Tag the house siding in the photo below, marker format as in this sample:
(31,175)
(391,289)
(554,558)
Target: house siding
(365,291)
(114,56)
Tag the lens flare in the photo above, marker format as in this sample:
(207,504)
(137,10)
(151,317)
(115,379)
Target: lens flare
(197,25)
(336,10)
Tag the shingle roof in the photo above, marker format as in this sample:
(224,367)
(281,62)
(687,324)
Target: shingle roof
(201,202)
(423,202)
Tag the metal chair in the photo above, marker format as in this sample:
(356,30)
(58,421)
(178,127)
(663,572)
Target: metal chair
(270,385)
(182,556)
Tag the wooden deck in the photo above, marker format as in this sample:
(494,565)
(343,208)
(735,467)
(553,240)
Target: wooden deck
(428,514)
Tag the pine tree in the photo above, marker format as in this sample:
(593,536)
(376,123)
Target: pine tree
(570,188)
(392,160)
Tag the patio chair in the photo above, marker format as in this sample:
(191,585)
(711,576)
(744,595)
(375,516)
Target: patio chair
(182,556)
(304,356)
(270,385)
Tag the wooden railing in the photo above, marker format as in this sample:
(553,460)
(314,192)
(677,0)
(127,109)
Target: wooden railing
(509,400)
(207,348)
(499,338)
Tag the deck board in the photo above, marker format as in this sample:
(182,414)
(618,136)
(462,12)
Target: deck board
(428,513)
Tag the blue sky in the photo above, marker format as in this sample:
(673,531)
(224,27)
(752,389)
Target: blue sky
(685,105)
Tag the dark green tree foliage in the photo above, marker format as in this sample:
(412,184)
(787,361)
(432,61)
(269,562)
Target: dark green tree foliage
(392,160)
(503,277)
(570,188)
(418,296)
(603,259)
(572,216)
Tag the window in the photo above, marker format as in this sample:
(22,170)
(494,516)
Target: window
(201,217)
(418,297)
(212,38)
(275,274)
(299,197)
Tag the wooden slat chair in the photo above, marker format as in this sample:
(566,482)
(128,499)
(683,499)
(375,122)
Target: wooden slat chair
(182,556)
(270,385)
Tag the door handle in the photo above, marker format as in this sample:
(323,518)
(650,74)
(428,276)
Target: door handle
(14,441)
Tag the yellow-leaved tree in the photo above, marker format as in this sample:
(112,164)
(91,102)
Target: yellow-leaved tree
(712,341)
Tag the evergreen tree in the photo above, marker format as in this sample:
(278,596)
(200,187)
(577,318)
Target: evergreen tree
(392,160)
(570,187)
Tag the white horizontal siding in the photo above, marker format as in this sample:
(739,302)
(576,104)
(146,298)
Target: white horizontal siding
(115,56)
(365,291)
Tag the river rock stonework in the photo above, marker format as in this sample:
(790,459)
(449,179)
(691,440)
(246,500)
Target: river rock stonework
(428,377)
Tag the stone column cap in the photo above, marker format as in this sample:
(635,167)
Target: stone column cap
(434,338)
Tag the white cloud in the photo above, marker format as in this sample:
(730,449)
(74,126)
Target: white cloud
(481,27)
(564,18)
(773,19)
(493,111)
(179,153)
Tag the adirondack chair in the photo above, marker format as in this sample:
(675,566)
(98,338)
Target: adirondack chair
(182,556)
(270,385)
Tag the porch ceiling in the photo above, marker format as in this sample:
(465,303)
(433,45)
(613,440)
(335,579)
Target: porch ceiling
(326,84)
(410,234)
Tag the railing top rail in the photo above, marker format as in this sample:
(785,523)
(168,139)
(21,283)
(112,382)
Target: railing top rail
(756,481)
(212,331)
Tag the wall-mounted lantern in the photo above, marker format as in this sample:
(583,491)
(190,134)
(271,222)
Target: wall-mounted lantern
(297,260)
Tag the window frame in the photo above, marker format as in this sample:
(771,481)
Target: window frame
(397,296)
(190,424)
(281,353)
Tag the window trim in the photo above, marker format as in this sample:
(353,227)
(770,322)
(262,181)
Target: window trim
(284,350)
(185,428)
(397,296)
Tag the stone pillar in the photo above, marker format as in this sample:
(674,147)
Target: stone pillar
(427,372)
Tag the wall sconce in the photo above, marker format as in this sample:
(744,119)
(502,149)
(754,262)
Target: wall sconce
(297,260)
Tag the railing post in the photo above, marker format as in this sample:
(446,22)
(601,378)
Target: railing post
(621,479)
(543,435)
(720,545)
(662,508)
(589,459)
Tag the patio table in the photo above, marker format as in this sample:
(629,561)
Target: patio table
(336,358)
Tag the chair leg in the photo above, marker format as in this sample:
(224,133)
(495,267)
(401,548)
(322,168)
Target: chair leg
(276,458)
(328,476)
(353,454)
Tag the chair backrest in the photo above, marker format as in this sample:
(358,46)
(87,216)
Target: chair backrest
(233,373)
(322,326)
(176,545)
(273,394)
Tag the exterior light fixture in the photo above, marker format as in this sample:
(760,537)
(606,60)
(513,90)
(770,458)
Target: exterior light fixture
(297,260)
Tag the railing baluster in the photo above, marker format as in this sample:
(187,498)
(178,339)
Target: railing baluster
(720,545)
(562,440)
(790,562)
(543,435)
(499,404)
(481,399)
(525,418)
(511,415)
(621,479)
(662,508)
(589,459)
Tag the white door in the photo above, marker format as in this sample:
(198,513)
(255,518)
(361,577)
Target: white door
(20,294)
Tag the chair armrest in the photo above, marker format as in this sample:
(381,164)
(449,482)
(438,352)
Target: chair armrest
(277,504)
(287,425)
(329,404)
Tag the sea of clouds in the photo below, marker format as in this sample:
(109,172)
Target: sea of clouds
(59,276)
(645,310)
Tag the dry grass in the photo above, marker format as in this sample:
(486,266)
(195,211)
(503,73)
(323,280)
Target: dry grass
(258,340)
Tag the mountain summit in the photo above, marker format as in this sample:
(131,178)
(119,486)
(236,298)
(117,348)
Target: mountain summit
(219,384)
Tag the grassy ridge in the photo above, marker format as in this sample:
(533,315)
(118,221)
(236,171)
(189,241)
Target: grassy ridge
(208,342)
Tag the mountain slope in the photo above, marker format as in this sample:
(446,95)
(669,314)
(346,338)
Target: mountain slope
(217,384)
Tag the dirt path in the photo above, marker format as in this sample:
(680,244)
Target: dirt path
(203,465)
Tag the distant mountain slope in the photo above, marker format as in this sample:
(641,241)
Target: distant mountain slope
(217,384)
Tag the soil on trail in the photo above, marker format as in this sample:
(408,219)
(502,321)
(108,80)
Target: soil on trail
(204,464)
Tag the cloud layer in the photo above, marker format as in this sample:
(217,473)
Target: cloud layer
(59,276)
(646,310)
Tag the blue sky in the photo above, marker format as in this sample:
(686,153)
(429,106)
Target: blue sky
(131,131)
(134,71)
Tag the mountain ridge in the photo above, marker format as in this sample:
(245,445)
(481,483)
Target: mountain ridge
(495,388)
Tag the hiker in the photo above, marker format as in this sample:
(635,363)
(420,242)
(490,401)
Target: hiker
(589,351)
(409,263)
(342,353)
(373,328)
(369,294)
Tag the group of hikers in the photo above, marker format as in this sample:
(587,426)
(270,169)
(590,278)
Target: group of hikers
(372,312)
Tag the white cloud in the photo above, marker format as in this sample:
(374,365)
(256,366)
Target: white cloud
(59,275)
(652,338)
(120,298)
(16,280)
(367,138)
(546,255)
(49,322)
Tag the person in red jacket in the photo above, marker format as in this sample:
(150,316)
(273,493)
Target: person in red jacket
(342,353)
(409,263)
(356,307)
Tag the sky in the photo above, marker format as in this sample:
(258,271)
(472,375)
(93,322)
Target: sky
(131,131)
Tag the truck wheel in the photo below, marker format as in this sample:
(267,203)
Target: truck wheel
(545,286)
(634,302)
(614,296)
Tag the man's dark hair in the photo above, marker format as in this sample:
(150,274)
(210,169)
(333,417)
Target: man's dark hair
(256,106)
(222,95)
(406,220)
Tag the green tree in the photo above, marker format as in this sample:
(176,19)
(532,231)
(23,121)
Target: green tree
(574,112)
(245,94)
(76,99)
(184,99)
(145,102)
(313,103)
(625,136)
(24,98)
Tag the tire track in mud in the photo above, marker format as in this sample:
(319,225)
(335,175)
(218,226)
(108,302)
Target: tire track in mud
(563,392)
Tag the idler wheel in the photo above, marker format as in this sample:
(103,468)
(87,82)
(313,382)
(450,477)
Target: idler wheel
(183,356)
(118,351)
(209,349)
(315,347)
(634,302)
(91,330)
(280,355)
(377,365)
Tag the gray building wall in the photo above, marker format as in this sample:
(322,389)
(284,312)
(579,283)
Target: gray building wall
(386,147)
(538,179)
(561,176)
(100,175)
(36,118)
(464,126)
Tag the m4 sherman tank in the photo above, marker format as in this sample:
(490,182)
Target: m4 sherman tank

## Work to be completed
Copy out the entries from the line with "Tag the idler" through the end of the entries, both ends included, with requests kept as they are. Scale every answer coordinate by 2.4 and round to whole numbers, rounding halves up, but leave the sample coordinates in the requests unchanged.

## Written response
Tag the idler wheel in the photo above, marker format as in this sample:
(103,468)
(87,82)
(313,382)
(450,477)
Target: idler wheel
(439,854)
(283,842)
(502,838)
(756,833)
(1522,725)
(218,792)
(672,852)
(905,876)
Tag the gray building wall in the photo above, marker format as in this sample:
(322,389)
(284,312)
(579,283)
Target: gray building wall
(926,353)
(1291,430)
(1346,422)
(240,420)
(86,283)
(1114,302)
Tag the m4 sherman tank in the photo above, marker format as in this sample:
(490,182)
Target: m4 sherman tank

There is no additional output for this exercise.